» ACTIVITY: The lines to copy are those in the records below that hold the word "concrete".

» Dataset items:

··········

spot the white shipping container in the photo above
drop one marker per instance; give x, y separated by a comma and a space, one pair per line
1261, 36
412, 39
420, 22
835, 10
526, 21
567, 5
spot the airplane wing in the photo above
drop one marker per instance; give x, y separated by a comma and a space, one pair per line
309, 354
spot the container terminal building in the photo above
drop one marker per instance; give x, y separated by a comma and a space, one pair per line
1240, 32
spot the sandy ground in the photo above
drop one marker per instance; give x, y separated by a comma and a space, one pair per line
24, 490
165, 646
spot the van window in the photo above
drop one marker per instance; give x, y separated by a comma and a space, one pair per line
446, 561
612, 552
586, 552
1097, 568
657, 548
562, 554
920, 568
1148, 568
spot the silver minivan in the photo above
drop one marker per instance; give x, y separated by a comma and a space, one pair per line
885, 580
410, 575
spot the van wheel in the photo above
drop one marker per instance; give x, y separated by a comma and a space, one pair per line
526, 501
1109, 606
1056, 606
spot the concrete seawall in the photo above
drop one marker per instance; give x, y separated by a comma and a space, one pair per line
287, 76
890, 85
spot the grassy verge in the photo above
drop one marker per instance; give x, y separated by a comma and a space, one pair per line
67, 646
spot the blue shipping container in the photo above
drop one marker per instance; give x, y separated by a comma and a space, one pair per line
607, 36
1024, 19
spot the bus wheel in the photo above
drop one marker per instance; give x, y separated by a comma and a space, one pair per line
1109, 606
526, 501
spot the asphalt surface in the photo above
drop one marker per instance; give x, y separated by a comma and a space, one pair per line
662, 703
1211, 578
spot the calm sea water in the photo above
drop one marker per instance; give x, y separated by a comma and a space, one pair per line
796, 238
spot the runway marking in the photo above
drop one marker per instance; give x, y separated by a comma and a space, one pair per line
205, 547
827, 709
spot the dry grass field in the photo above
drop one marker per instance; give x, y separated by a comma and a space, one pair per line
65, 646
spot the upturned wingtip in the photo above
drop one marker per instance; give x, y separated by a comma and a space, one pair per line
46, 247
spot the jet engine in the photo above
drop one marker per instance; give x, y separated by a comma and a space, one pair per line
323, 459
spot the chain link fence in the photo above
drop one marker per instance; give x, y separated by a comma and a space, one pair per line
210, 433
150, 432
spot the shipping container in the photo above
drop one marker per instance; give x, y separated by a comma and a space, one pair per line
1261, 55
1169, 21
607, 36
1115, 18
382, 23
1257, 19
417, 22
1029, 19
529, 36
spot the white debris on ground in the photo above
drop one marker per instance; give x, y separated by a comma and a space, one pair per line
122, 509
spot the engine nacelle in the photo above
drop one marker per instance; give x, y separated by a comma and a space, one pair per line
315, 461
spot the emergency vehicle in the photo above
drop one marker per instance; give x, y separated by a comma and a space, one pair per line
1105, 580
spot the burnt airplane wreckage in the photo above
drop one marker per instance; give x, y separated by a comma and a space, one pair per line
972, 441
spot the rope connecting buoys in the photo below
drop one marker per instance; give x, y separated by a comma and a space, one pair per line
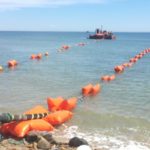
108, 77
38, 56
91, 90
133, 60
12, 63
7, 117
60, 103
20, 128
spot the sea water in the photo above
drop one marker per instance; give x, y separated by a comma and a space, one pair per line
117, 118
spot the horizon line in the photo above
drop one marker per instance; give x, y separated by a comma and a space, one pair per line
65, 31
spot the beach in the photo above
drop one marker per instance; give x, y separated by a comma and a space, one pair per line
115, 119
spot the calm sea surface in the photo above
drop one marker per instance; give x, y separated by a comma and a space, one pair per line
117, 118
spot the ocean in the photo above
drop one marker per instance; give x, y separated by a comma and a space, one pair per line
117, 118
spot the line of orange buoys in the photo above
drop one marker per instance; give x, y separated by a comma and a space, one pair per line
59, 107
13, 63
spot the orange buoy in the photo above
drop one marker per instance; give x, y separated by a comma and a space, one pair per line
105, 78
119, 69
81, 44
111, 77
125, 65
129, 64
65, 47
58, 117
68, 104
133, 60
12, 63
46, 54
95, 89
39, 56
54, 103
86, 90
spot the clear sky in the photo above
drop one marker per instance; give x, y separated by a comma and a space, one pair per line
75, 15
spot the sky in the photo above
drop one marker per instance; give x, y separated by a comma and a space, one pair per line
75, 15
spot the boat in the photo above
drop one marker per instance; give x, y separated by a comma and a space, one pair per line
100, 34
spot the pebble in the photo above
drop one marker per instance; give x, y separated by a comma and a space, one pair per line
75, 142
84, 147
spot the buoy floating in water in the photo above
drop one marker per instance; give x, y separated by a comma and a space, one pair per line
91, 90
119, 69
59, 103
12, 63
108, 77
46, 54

··········

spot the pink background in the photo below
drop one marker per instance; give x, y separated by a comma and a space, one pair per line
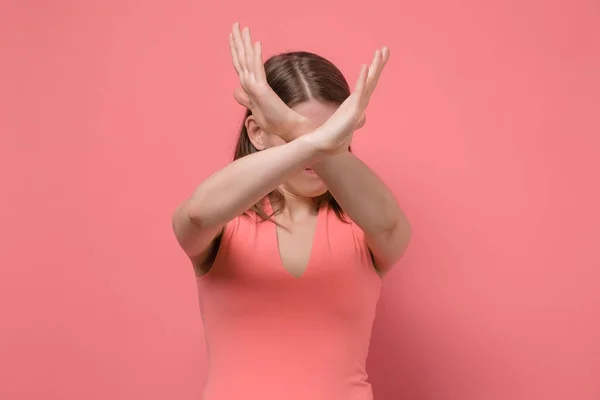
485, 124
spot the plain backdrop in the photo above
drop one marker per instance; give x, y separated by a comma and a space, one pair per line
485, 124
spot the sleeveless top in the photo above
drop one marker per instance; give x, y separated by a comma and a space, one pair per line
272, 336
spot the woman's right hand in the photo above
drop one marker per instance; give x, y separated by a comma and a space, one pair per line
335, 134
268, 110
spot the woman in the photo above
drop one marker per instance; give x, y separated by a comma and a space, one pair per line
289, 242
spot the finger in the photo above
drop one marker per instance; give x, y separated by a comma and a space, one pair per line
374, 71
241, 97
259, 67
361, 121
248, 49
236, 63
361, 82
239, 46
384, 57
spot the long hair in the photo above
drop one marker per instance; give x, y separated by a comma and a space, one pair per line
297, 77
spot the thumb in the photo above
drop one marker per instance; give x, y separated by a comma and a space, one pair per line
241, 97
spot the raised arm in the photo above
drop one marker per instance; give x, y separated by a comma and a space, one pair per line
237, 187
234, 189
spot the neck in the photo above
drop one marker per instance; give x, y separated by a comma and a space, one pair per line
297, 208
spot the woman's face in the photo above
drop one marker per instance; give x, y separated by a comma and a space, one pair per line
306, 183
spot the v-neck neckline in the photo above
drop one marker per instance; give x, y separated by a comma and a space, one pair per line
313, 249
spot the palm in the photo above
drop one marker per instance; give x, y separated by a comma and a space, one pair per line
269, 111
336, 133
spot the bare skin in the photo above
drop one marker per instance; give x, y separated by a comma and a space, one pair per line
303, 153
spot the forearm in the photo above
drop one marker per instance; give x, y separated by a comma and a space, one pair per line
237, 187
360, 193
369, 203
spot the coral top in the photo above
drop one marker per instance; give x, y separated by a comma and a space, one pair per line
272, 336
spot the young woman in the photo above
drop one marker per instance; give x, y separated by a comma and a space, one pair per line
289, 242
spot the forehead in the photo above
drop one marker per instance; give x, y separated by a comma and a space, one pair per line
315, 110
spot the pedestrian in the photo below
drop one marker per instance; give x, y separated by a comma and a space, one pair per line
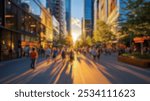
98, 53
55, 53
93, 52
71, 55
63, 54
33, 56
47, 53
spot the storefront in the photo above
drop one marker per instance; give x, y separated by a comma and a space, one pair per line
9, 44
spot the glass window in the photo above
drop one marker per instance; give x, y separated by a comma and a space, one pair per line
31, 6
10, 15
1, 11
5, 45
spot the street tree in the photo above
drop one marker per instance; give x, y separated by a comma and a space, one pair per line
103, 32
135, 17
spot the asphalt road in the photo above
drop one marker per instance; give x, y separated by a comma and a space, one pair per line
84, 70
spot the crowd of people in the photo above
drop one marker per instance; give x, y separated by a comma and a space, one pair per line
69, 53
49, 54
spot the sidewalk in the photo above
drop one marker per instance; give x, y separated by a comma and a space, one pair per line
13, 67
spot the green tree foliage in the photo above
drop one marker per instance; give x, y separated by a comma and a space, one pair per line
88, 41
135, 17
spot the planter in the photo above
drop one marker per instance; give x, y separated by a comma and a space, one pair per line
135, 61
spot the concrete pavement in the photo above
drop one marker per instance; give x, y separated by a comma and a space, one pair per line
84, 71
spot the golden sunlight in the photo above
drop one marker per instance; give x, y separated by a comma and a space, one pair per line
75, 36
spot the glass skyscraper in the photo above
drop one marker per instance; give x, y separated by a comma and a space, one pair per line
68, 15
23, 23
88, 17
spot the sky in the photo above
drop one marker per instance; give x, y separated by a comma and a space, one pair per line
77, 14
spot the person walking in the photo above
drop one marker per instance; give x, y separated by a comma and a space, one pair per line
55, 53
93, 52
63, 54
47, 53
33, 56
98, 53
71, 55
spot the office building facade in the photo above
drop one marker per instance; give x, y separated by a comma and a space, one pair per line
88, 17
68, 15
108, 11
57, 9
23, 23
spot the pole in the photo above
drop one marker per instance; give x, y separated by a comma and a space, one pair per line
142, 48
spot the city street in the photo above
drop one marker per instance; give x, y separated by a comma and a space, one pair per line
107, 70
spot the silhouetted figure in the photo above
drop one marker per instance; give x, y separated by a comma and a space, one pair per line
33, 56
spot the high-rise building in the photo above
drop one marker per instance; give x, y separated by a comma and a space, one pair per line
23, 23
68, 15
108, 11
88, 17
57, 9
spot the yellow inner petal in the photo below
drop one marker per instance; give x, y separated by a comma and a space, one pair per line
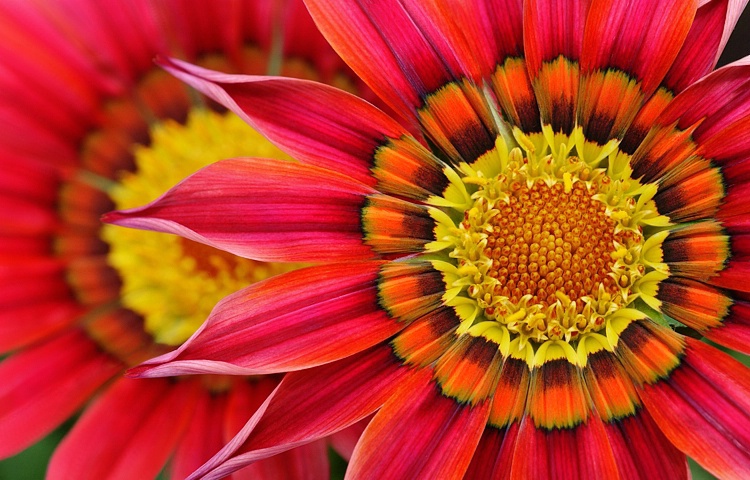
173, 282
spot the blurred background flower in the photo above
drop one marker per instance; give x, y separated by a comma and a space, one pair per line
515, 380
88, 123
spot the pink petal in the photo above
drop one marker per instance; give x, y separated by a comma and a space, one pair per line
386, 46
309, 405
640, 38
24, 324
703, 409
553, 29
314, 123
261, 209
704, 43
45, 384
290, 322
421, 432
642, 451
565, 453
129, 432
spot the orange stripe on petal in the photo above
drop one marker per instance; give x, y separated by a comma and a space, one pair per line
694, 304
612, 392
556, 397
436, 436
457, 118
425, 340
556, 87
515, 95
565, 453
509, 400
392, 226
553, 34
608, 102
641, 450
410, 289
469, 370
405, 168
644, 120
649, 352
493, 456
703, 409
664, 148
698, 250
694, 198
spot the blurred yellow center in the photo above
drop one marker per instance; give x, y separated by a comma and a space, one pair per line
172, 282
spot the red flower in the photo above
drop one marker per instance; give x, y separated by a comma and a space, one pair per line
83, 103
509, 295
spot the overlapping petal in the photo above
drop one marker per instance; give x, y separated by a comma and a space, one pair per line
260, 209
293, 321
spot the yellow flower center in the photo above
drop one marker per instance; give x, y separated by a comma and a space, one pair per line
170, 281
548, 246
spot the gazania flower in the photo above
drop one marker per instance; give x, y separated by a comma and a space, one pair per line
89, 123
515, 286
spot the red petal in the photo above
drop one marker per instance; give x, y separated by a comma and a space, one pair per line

··········

» RESPONSE TO THIS TASK:
spot the concrete seawall in the photo above
spot the concrete pavement in the photo above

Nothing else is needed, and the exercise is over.